— ENTRIES SHOWN —
──────

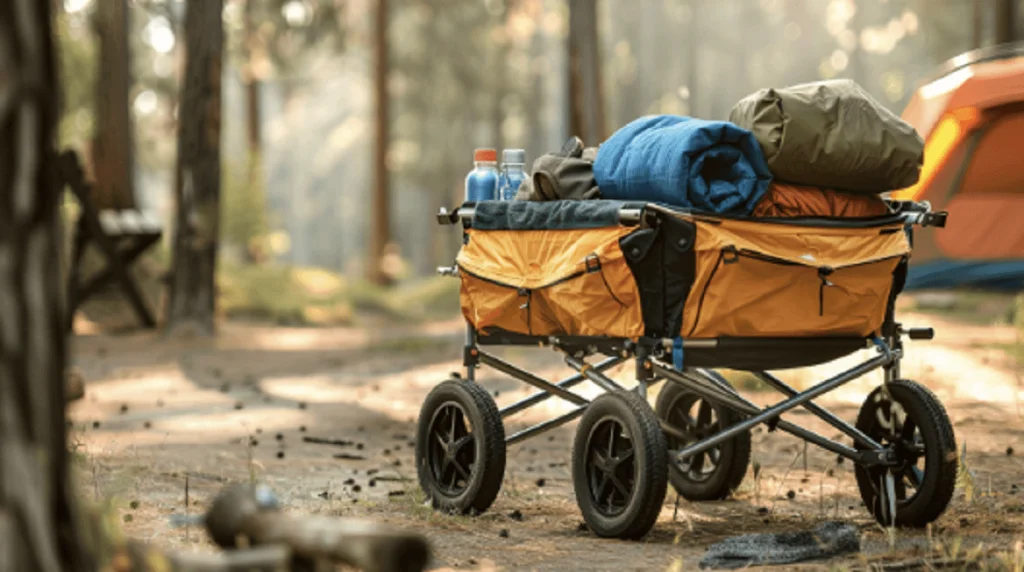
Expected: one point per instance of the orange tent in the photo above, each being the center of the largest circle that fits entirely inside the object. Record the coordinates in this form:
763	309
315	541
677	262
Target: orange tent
972	119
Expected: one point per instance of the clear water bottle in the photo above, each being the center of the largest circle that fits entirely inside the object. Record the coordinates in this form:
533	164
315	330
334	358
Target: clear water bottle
481	183
513	173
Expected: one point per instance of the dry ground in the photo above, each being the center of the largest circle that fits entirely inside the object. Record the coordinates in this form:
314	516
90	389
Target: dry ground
157	411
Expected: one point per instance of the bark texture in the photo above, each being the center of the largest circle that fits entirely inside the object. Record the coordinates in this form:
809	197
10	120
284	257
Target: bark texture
380	231
193	295
39	528
112	146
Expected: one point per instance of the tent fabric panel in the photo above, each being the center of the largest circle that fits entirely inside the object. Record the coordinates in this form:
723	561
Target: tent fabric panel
997	162
984	226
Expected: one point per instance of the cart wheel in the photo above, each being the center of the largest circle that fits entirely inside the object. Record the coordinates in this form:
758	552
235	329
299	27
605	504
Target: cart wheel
460	447
715	474
620	466
914	426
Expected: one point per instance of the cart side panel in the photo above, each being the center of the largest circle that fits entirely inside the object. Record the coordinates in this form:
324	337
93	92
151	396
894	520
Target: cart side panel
761	280
546	282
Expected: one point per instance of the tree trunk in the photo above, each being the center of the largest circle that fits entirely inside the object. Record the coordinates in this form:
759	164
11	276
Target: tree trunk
112	145
193	294
586	96
252	83
256	201
39	527
1006	22
381	217
693	60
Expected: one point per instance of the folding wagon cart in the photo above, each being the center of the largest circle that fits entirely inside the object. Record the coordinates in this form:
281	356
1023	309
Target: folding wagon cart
681	294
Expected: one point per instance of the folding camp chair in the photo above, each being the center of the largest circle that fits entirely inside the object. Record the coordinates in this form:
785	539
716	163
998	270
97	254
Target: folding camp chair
121	235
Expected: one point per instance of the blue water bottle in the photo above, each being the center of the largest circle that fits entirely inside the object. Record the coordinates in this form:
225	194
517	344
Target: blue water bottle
481	183
513	173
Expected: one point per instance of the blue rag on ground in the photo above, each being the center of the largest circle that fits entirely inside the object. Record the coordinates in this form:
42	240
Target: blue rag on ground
710	166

──────

The entries above are to be printed again word for word, with every picture removed.

Expected: one point per instance of the orange tent in the photo above, each being the center of the largest circle that fits entirely inside the object. Record the coordinates in this form:
763	309
315	541
677	262
Target: orange tent
972	119
Expected: one point per instance of the clear water bottle in the photo above, each being the center of the largest circle that fits entirely inside the object. Record the coordinates in this form:
533	164
315	330
334	358
Target: clear water bottle
481	183
513	173
Expected: one point per instance of the dry ground in the photo above, each being the center of the largest circle that fits entirely inside the object. Record the coordinates in this form:
314	516
90	389
Target: dry ground
157	411
Expected: one point per instance of the bark texture in the photo above, each being the center of the largest circle that fits entirely inside the object. Record the coordinates in this form:
809	197
10	120
284	257
Target: bark texture
380	231
193	295
39	528
112	146
Expected: one point per instance of the tent fabric panel in the photo above, each being the center of the largest circle that fits entirely inside the object. Record the coordinates in this form:
723	561
Target: tent fabric panel
997	162
984	226
Expected: one point per instance of the cart wheel in the photo above, each being the center of the largest circle that fits entirely inside the object. Record the coordinates in this form:
758	552
235	329
299	27
605	504
Target: cart wheel
460	447
715	474
620	466
914	426
Expected: one point per instance of the cart side panel in the photo above, each being the center of the largest circle that fits entirely inside the object. Record the coordinates in this form:
324	337
93	92
151	396
894	520
Target: cart side panel
761	280
546	282
Expected: one point per instance of the tree trunk in the photo above, each being the center of the largest circle that fits entirely inside the object. Record the coordinates in this form:
759	164
11	276
Target: tree trunk
112	145
193	294
586	96
252	83
256	201
39	527
1006	22
381	217
693	60
Expected: one point per instance of the folding wagon cart in the photo above, each being the center of the largest circle that fits entirely inside the object. Record the coordinates in this form:
281	356
1023	309
Target: folding wagon cart
681	294
Expected: one point per instance of the folding camp chair in the photo above, each being the center of the largest circle that fits entirely inside the object. Record the coordinates in this form:
785	539
716	163
998	270
97	254
Target: folding camp chair
121	235
Expected: one point per instance of the blue water bottle in the photo above, each being the center of the largest circle that fits entirely inside the object. Record the coordinates in this form:
225	194
517	344
Target: blue water bottle
481	183
513	173
Expected: one point per instance of the blue rag on ground in the photo above, each being the center of the largest circle that fits entirely inside the object. Record the coordinates in this form:
42	240
Target: blue rag on ground
710	166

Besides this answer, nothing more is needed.